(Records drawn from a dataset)
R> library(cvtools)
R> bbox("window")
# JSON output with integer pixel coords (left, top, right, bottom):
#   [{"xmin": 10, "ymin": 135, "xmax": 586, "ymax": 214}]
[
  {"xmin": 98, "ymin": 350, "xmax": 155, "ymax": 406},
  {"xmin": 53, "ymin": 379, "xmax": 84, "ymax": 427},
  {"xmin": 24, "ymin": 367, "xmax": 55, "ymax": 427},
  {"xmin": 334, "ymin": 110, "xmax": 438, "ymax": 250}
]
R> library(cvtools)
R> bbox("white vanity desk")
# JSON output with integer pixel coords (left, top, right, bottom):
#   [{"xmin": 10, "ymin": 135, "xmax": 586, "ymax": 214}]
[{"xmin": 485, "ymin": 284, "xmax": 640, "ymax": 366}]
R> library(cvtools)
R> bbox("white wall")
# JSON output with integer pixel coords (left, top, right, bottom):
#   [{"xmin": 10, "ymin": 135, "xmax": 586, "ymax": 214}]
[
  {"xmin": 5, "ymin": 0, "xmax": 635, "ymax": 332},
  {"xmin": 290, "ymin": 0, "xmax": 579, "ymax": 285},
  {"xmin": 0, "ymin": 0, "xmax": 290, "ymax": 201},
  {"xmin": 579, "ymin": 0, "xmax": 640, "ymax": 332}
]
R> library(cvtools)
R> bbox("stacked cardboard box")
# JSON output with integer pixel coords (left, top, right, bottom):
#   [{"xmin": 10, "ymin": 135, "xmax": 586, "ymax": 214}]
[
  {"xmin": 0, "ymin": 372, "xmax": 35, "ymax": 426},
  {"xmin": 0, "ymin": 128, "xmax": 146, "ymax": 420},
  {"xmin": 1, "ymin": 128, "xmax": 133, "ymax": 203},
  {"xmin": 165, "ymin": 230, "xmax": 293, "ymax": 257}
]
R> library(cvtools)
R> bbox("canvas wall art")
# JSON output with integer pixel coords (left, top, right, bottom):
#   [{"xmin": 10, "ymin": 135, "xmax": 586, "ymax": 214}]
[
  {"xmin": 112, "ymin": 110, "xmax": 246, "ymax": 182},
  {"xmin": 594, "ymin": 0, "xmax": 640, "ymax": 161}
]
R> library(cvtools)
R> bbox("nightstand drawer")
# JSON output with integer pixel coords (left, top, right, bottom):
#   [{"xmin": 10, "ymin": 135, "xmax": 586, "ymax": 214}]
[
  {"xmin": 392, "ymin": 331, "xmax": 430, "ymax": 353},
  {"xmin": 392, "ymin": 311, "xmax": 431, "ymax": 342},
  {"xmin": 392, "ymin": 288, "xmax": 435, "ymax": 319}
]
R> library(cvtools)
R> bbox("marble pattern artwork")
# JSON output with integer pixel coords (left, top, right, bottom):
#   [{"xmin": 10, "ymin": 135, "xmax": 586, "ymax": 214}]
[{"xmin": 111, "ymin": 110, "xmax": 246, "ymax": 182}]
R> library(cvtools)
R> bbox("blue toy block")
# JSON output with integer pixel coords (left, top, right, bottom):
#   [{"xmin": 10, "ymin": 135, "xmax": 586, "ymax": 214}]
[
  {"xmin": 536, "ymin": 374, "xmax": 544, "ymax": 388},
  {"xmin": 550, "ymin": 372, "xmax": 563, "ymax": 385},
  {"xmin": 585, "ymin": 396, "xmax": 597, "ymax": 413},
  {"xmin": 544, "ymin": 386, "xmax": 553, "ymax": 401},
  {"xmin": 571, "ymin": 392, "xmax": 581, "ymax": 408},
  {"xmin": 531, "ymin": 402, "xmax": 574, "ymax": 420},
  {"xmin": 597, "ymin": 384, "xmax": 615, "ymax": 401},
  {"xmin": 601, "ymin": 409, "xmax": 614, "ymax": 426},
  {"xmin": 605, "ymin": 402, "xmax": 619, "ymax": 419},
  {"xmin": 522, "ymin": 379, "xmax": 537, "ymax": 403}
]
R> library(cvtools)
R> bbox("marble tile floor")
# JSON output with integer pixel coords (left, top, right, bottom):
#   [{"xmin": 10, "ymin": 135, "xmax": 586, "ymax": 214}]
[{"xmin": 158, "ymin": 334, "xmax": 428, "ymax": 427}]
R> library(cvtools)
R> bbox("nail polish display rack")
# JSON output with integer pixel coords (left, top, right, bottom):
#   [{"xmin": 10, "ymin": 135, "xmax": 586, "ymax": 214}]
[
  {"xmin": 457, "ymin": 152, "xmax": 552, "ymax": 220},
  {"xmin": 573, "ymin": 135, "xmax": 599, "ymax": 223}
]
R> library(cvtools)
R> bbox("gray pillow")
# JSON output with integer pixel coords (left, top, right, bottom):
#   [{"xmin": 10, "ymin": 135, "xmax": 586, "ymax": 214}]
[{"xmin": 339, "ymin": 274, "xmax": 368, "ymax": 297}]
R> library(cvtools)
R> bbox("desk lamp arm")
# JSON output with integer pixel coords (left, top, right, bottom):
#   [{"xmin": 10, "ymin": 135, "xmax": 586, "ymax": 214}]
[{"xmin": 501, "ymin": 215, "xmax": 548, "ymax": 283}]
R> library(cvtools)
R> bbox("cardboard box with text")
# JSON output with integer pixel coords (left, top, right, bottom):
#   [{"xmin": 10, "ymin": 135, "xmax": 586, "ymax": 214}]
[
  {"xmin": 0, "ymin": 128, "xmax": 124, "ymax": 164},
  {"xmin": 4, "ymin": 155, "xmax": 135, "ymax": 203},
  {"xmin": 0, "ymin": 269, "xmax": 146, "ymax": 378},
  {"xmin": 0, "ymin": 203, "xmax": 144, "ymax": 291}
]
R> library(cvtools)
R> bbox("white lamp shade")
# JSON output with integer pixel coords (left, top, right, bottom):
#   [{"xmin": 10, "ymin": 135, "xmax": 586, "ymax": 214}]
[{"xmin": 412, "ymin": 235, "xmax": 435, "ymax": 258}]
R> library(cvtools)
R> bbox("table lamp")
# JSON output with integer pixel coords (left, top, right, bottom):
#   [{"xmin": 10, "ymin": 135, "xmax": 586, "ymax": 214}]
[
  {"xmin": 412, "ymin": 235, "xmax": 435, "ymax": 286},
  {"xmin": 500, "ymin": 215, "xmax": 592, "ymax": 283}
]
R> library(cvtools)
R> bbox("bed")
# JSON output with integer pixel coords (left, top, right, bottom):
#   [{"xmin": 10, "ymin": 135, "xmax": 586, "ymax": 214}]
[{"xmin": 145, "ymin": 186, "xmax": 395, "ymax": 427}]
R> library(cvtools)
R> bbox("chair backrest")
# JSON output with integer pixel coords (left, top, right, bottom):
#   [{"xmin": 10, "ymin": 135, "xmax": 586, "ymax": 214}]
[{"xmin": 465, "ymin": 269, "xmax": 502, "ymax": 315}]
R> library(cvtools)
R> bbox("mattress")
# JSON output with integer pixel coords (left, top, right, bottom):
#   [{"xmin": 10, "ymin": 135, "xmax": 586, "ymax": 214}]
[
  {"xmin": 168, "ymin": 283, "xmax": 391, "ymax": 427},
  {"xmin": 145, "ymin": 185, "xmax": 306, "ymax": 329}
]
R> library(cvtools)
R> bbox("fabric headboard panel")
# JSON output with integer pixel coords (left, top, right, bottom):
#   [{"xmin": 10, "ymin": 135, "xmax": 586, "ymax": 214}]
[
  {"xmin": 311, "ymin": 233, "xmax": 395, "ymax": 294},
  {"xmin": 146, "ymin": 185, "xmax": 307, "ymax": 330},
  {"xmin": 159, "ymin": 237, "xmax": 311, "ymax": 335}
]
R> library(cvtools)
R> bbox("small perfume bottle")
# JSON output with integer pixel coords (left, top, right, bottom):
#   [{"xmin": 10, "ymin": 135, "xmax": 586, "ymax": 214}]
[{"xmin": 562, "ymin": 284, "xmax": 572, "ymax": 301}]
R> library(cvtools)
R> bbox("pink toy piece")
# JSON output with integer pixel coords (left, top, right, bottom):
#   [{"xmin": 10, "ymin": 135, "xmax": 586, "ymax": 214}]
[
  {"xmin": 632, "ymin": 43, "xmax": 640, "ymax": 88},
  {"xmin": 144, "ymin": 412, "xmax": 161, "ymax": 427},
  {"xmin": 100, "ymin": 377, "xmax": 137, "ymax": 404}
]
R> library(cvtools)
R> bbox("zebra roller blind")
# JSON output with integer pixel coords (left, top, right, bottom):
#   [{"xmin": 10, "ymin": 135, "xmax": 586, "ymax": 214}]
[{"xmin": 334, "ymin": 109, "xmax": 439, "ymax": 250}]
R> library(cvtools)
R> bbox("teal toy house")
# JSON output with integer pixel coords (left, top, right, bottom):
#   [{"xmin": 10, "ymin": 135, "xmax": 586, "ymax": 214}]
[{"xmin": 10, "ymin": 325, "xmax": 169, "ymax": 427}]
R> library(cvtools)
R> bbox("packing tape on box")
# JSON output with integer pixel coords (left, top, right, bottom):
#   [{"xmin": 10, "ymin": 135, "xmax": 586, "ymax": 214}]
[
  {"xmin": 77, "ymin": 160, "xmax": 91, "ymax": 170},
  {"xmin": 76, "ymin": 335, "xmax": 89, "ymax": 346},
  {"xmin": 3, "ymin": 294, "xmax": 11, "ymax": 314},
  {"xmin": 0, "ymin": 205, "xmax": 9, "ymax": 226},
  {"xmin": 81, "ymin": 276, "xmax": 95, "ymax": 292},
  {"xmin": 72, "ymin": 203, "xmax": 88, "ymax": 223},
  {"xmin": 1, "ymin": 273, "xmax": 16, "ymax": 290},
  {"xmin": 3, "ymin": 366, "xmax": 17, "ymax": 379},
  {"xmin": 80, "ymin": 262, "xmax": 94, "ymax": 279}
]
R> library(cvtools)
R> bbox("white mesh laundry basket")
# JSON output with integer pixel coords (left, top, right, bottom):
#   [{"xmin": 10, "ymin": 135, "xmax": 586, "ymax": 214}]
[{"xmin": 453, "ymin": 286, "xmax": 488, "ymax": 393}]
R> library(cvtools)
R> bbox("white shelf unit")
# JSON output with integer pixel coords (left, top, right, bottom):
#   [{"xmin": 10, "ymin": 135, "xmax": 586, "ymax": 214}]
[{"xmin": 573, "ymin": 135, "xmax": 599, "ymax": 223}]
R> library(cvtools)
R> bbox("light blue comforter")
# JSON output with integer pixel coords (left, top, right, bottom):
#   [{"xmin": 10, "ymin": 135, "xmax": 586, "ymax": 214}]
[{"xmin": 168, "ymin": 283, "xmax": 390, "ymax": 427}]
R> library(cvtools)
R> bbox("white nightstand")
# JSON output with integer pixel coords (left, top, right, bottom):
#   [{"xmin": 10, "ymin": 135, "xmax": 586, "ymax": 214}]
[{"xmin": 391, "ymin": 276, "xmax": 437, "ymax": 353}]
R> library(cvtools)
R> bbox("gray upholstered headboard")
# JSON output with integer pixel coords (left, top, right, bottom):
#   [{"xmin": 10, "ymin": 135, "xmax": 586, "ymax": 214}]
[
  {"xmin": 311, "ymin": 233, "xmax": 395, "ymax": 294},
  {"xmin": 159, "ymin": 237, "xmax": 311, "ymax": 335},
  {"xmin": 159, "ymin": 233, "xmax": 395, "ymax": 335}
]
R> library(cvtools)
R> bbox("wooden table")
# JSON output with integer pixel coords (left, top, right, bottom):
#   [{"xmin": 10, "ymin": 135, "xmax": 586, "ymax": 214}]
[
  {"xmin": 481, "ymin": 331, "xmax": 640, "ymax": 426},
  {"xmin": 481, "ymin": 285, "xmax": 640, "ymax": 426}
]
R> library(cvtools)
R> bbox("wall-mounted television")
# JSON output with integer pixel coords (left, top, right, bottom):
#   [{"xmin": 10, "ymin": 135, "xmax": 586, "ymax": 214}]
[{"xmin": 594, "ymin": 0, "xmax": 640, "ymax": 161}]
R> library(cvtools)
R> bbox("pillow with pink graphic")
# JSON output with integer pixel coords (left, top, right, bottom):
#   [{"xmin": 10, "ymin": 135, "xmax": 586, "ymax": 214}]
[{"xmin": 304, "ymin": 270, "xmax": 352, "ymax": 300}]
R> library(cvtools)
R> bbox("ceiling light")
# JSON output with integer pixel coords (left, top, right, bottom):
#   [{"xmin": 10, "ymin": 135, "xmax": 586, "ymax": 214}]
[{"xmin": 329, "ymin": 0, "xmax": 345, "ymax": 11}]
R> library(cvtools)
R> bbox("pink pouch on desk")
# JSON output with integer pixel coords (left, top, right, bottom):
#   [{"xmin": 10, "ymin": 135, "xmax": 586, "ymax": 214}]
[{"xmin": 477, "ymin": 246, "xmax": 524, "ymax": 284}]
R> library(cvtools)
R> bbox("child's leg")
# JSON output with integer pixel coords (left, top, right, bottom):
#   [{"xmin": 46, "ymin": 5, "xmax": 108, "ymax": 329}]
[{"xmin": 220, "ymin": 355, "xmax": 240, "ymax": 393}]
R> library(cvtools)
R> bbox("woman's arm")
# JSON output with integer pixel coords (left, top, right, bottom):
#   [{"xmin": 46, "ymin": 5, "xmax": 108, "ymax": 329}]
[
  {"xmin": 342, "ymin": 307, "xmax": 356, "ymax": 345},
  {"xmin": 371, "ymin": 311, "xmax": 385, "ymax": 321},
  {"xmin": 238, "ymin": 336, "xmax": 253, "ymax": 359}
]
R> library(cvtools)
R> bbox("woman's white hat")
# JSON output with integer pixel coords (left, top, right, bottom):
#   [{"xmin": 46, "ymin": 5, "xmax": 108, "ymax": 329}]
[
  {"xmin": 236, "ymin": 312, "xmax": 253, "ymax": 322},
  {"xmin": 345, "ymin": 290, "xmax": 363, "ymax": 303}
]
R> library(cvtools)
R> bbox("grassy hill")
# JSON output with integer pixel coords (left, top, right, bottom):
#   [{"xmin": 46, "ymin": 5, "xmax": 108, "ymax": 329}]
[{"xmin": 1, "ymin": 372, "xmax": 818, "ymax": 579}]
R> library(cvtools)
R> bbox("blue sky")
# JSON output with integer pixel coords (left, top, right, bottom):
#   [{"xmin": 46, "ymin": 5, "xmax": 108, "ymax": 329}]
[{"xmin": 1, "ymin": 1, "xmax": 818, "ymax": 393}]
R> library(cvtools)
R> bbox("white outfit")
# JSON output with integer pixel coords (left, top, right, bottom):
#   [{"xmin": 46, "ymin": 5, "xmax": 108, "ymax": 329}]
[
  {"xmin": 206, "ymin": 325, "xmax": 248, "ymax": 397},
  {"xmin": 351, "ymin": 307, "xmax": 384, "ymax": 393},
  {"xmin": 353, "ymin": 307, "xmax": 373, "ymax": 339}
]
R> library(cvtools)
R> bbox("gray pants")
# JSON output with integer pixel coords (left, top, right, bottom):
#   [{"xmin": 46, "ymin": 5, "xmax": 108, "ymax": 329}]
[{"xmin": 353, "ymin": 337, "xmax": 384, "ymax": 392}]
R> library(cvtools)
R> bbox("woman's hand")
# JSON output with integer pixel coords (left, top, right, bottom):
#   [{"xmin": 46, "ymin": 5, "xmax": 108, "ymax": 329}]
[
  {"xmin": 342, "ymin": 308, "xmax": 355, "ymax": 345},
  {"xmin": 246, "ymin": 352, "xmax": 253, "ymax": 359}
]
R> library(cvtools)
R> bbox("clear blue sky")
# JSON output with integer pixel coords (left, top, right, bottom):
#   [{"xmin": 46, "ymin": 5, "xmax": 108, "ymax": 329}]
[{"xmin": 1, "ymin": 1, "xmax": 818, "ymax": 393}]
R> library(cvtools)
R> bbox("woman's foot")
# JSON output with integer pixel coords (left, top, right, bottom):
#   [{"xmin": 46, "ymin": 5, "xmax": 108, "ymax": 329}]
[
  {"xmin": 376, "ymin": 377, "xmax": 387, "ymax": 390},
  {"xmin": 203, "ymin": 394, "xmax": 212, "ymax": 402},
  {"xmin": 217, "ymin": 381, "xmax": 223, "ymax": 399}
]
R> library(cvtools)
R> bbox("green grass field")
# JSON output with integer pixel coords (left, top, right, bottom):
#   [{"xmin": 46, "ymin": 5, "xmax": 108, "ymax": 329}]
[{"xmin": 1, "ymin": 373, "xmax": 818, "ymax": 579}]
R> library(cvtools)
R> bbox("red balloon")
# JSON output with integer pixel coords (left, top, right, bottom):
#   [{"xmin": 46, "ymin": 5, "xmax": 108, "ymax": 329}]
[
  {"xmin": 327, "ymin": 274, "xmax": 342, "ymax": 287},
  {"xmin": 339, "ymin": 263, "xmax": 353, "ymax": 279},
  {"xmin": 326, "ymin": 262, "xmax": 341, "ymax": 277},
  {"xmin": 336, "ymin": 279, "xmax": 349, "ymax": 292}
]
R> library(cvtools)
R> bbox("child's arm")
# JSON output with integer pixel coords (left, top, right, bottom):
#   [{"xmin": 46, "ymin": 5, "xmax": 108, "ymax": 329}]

_WHAT IS REQUIRED_
Copy all lines of the preceding data that hold the word "pink".

_EXERCISE RESPONSE_
R> bbox("pink toy piece")
R> bbox("pillow with pink graphic")
R> bbox("pink pouch on desk")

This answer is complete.